TASK BRIEF
In the article on Mike O'Brien's recent hires, what date was O'Brien hired away from Kansas State?
(DOCUMENT PASSAGE)
O’Brien puts stamp on UT athletics with recent hiresWritten by Toledo Free Press Staff Writers | | firstname.lastname@example.org
It’s been a busy few weeks for UT Athletic Director Mike O’Brien. It’s something that has been six years in the making and could define his career as a Rocket administrator.
O’Brien was hired away from Kansas State on Jan. 22, 2002. When arriving at UT, Stan Joplin was the men’s basketball coach, Mark Ehlen was the women’s basketball coach and Tom Amstutz was the football coach. Less than two months ago, the same could still be said.
Many incoming athletic directors want to put their stamp on the athletic program right away. O’Brien didn’t have to put his stamp on the Rockets in 2002, but now he has.
Last week O’Brien hired Tricia Cullop away from Evansville to fill the vacant women’s basketball coaching post. Cullop seems to be a blue-collar coach who can’t wait to roll up her sleeves.
“She’s the type that just works the program,” O’Brien said. “Not only the product on the court, but the attendance had also increased the last six years [at Evansville]. She was very involved in the community and she really works at the game and recruiting.”
Cullop had just one 20-win campaign as a coach when Evansville went 21-12 last season, but it’s not an easy place to win.
“When it’s recruiting time in the fall, they didn’t have football,” O’Brien said. “She thinks it makes a difference on recruiting visits when you don’t have that football game to take the recruits to.”
The new women’s coach has a bachelor’s degree in communications. That’s not why you hire a coach, but it helps.
(End DOCUMENT PASSAGE)
(EXTRACTED ENTRIES)
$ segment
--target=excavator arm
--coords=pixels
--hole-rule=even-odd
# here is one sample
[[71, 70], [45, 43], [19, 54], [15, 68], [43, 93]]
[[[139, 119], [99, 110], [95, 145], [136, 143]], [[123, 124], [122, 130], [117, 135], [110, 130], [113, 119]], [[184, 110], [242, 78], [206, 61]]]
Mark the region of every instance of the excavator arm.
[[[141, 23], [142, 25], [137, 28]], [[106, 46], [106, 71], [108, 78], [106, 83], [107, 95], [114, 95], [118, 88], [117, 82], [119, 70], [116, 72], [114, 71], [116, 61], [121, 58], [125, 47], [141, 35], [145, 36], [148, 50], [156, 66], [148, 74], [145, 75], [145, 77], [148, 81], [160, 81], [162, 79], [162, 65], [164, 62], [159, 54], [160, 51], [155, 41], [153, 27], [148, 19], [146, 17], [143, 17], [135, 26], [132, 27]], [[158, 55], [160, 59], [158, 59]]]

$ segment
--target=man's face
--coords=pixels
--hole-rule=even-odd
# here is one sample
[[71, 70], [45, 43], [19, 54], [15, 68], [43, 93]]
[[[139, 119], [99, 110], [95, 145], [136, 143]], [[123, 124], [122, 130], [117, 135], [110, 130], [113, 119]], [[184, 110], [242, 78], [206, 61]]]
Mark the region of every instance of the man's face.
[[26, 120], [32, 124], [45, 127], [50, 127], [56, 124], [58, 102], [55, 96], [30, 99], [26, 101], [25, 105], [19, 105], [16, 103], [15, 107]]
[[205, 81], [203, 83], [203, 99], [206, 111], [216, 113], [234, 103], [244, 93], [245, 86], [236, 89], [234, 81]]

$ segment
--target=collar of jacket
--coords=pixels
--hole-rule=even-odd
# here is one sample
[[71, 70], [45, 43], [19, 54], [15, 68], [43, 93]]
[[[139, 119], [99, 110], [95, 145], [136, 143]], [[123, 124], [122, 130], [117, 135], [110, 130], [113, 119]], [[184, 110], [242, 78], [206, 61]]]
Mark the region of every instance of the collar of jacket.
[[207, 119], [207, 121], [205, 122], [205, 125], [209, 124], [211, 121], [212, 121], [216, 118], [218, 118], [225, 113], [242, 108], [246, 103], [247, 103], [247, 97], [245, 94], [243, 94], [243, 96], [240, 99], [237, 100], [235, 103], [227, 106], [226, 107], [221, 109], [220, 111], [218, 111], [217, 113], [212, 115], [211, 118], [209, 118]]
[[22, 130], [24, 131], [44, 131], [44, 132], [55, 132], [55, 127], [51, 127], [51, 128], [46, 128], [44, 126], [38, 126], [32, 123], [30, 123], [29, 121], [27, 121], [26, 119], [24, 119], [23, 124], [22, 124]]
(End EXTRACTED ENTRIES)
COMPLETED TASK
Jan. 22, 2002